Work to be completed |
Write out all of the data again, exactly as it reads.

Material shown |
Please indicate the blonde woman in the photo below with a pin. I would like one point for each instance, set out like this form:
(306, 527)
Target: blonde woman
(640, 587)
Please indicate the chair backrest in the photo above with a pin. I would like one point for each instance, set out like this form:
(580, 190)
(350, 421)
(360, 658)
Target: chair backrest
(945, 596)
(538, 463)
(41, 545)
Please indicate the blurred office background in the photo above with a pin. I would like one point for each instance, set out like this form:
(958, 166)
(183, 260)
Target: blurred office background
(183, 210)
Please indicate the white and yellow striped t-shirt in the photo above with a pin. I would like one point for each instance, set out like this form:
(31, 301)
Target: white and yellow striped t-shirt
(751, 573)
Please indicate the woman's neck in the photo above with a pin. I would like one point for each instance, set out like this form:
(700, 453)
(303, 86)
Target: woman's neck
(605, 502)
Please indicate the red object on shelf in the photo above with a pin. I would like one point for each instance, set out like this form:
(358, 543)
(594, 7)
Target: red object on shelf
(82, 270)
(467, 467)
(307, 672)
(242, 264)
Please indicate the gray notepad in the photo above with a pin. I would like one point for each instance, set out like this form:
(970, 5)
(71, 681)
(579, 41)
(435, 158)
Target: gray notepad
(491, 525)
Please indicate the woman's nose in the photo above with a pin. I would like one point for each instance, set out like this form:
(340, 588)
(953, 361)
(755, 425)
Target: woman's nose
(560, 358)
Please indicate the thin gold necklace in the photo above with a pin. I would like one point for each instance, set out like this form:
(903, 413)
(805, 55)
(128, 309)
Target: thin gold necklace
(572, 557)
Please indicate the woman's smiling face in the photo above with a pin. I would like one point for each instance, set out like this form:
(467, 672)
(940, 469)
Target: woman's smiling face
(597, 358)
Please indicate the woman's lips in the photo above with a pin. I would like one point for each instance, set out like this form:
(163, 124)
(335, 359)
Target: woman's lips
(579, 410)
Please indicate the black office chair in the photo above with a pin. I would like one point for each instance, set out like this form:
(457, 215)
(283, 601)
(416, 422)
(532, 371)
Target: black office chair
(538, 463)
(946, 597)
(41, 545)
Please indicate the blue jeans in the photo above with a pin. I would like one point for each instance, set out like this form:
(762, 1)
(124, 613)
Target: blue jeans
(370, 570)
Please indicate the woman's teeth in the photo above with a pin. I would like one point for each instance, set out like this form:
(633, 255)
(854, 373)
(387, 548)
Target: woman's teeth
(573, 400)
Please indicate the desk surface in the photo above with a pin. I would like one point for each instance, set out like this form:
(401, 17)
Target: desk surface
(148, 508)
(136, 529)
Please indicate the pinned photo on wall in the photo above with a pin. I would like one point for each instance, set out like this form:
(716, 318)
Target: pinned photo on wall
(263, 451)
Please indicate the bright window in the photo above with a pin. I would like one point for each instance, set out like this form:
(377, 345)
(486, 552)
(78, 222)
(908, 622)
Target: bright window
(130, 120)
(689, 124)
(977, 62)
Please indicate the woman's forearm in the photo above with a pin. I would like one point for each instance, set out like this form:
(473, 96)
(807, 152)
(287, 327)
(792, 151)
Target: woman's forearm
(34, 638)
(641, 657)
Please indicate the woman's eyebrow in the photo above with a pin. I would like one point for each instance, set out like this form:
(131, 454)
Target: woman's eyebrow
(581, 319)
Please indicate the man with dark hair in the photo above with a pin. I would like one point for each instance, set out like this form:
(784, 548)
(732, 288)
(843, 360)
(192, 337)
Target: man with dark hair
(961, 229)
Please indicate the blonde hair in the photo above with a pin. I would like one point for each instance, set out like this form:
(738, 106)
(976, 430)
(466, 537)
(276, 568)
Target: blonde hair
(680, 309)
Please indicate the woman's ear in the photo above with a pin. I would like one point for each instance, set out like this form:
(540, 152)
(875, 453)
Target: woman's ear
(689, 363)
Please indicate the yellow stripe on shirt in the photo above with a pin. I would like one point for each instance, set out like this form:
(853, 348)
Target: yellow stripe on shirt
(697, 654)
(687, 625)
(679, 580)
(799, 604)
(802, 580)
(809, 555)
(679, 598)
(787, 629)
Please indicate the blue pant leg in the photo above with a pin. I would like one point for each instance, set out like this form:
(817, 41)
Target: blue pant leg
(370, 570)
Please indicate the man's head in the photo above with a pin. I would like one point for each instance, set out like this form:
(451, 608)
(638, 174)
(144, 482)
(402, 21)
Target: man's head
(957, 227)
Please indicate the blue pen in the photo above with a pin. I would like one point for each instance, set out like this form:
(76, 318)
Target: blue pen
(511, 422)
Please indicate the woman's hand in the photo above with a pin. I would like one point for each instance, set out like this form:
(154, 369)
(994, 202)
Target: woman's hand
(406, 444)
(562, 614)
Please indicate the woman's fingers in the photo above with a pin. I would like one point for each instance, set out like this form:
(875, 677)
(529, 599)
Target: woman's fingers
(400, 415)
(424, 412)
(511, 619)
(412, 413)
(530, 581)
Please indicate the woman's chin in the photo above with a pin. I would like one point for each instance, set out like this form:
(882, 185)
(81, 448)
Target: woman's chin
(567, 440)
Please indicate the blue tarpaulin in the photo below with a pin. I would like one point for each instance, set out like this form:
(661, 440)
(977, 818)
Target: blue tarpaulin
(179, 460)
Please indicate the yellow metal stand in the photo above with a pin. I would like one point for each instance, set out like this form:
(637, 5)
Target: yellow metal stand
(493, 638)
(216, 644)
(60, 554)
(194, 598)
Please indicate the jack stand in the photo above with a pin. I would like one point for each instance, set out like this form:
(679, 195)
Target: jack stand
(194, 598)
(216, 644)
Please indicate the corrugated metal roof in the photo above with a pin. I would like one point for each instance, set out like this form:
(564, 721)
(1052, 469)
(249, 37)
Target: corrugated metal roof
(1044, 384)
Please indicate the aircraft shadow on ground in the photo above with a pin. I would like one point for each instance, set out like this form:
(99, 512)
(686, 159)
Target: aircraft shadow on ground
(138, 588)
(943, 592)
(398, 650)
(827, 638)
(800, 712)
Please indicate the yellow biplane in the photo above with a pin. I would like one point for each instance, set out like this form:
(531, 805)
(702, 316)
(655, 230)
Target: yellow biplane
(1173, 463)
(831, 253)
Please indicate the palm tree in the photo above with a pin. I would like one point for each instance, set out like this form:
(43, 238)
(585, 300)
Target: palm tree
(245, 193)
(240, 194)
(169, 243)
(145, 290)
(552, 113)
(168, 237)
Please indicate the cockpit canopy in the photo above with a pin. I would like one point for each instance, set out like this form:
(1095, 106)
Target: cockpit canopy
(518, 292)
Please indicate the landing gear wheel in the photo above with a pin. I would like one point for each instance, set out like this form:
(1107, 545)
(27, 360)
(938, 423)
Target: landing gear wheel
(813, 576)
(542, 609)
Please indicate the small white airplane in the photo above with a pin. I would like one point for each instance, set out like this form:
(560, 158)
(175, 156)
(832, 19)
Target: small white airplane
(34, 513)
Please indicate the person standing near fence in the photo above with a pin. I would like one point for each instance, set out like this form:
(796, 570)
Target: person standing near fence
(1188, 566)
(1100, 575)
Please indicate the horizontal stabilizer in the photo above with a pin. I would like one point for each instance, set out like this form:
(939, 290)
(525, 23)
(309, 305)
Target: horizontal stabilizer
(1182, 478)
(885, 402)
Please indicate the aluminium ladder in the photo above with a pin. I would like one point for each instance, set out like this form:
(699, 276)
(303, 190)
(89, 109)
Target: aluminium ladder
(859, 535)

Result for this task |
Please indicate the blonde woman in the photo below with a pin. I would like one point for each instance, set out like this form:
(306, 527)
Target: blonde woman
(640, 587)
Please indicate the chair backrest in the photo above with a pin. I would like one point for each instance, set out like this form:
(580, 190)
(350, 421)
(360, 658)
Target: chair backrest
(945, 596)
(538, 463)
(41, 545)
Please indicate the blurred office background in the photo above with a pin. I would like one point for each instance, set out like this form:
(958, 166)
(183, 260)
Target: blurred office background
(183, 210)
Please indicate the white and yellow striped t-shirt in the photo above with a pin. I would like one point for each instance, set out like this form:
(31, 301)
Target: white and yellow striped t-shirt
(751, 573)
Please indicate the woman's neck in the photo above with a pin. I would like one point for each instance, set out like this form:
(700, 453)
(303, 86)
Target: woman's neck
(605, 502)
Please indicate the red object on shelf in the photo above with a pin. I would like one point for each instance, set out like this form:
(358, 543)
(594, 7)
Target: red object on shelf
(82, 270)
(467, 467)
(307, 672)
(242, 264)
Please indicate the gray notepad in the photo above with a pin. I would like one point for each instance, set out like this form:
(970, 5)
(71, 681)
(579, 41)
(435, 158)
Target: gray notepad
(491, 525)
Please indicate the woman's nose in the photo above with a pin. I would like one point for each instance, set out like this form:
(340, 588)
(953, 361)
(755, 425)
Target: woman's nose
(560, 358)
Please indicate the thin gold necklace in the photo above with a pin. I would like one point for each instance, set out like this form:
(903, 413)
(805, 55)
(128, 309)
Target: thin gold necklace
(572, 557)
Please indicate the woman's smiling face in the photo above with a pin. I would like one point for each instance, set out like this form:
(467, 672)
(940, 469)
Target: woman's smiling face
(597, 358)
Please indicate the woman's lips in the photo above with a pin. I would like one point for each instance, set out like this form:
(163, 124)
(335, 359)
Target: woman's lips
(579, 410)
Please indicate the black office chair in the photo above with a pin. I would like one point for each instance, set out like this form:
(457, 215)
(283, 601)
(416, 422)
(532, 371)
Target: black office chair
(538, 463)
(946, 597)
(41, 545)
Please indicate the blue jeans in the photo above with a pin. I would like one point for each instance, set out like this form:
(762, 1)
(124, 613)
Target: blue jeans
(370, 570)
Please indicate the woman's teeth in the photo above with a pin. I would like one point for each instance, set out like this form:
(633, 255)
(854, 373)
(387, 548)
Target: woman's teeth
(573, 400)
Please indicate the desk surface in the photo above with a pin. I would like one point for each instance, set out like this form:
(401, 17)
Target: desk surface
(148, 508)
(136, 529)
Please indicate the pinned photo on wall in the photo above with a pin. I would like one point for each instance, set out like this form:
(716, 318)
Target: pinned photo on wall
(263, 451)
Please indicate the bright window in the photo above with a pin. I would like one point for each instance, set out like this form:
(377, 345)
(486, 552)
(78, 222)
(908, 622)
Target: bright window
(130, 120)
(689, 124)
(977, 62)
Please indicate the woman's forearm in the photo above with a pin. I would like one point for each instance, set out like this form:
(473, 96)
(807, 152)
(287, 327)
(792, 151)
Target: woman's forearm
(34, 638)
(641, 657)
Please indicate the woman's eyebrow in the photo above with a pin. I would like one point for each instance, set out like this form:
(131, 454)
Target: woman's eyebrow
(581, 319)
Please indicate the man with dark hair in the photo above with a pin. I would like one point for each instance, set out like this form:
(784, 548)
(732, 288)
(843, 360)
(192, 337)
Target: man with dark hair
(961, 229)
Please indicate the blonde hair in the photo above with a pin. I would like one point for each instance, set out like this form:
(738, 106)
(976, 430)
(466, 537)
(276, 568)
Target: blonde hair
(680, 309)
Please indicate the woman's ear in the photo above with a pin. I would like one point for each instance, set out like this form:
(540, 152)
(875, 453)
Target: woman's ear
(689, 363)
Please indicate the yellow stripe on shirt in the photo above with a pin. I would like one point for each instance, set out like this form:
(853, 348)
Target: yellow stripe on shirt
(697, 654)
(687, 625)
(679, 580)
(799, 604)
(802, 580)
(809, 555)
(679, 598)
(787, 629)
Please indicate the blue pant leg in the photo above with a pin. I would like one point for each instance, set out like this form:
(817, 41)
Target: blue pant leg
(370, 570)
Please indicate the man's head in the photo above with a pin. I would like one point for each instance, set out like this form:
(451, 608)
(638, 174)
(144, 482)
(402, 21)
Target: man's head
(957, 227)
Please indicate the blue pen in the photo above with a pin. I would like one point for each instance, set out like this form:
(76, 318)
Target: blue pen
(511, 422)
Please indicate the woman's hand in the photo above with a pin. I would like one point for each instance, set out like this form:
(154, 369)
(994, 202)
Target: woman's hand
(406, 444)
(562, 614)
Please indicate the woman's fingers in the photo above with a pin. I would like one point for each instance, set out like this form:
(875, 677)
(529, 599)
Target: woman's fingers
(400, 415)
(424, 412)
(511, 619)
(412, 413)
(530, 581)
Please indicate the woman's chin in the photo above with a pin. I would like one point for each instance, set out like this form:
(882, 185)
(81, 448)
Target: woman's chin
(567, 440)
Please indicate the blue tarpaulin in the photo below with a pin. I would like one point for each instance, set out like this form:
(661, 440)
(977, 818)
Target: blue tarpaulin
(179, 460)
Please indicate the yellow metal stand in the photo above with a pin. I would like one point for each instance, set out like this form:
(637, 5)
Target: yellow metal stand
(493, 638)
(216, 644)
(60, 554)
(194, 598)
Please indicate the jack stand in the photo above with a pin. I would like one point for each instance, set out like this form:
(679, 195)
Target: jack stand
(194, 598)
(216, 644)
Please indicate the corrugated metal roof in the photo above with a pin. I would like one point for each instance, set out like this form:
(564, 721)
(1052, 469)
(249, 37)
Target: corrugated metal roof
(1044, 384)
Please indicate the aircraft shadow on ground in the photo above with a pin. I would like one point for each instance, set out like this form:
(99, 512)
(686, 159)
Target: aircraft shadow on ground
(138, 588)
(943, 592)
(398, 650)
(827, 638)
(800, 712)
Please indicate the yellow biplane in the photo above with a pin. I would like one point for each instance, set out like this form:
(531, 805)
(702, 316)
(655, 230)
Target: yellow biplane
(1173, 463)
(831, 253)
Please indicate the palm tree in the photo above with a pin. I would like one point for each instance, set out like this form:
(43, 238)
(585, 300)
Target: palm tree
(245, 193)
(240, 194)
(169, 243)
(145, 290)
(552, 113)
(168, 237)
Please indicate the cockpit canopy in the photo above with a pin. I would like one point for each instance, set out like this form:
(1095, 106)
Target: cockpit canopy
(518, 292)
Please indicate the landing gear wheel in the photo above with a pin. I would like one point for each instance, set out like this form:
(1107, 545)
(27, 360)
(938, 423)
Target: landing gear wheel
(813, 576)
(542, 609)
Please indicate the small white airplane in the photo above with a pin. I would like one point for each instance, set out like this form:
(560, 158)
(175, 156)
(832, 19)
Target: small white airplane
(34, 513)
Please indicate the person standing near fence in the photo above with a pin. I would like one point for each instance, set out like this form:
(796, 570)
Target: person standing near fence
(1188, 566)
(1100, 575)
Please indicate the horizontal stabilizer in the photo above with a pin. I would like one point for each instance, set out like this form:
(939, 290)
(525, 23)
(309, 305)
Target: horizontal stabilizer
(1182, 478)
(885, 402)
Please indicate the aluminium ladder in the photo above with a pin. I would like one point for each instance, set out like this form:
(699, 276)
(303, 190)
(89, 109)
Target: aluminium ladder
(859, 535)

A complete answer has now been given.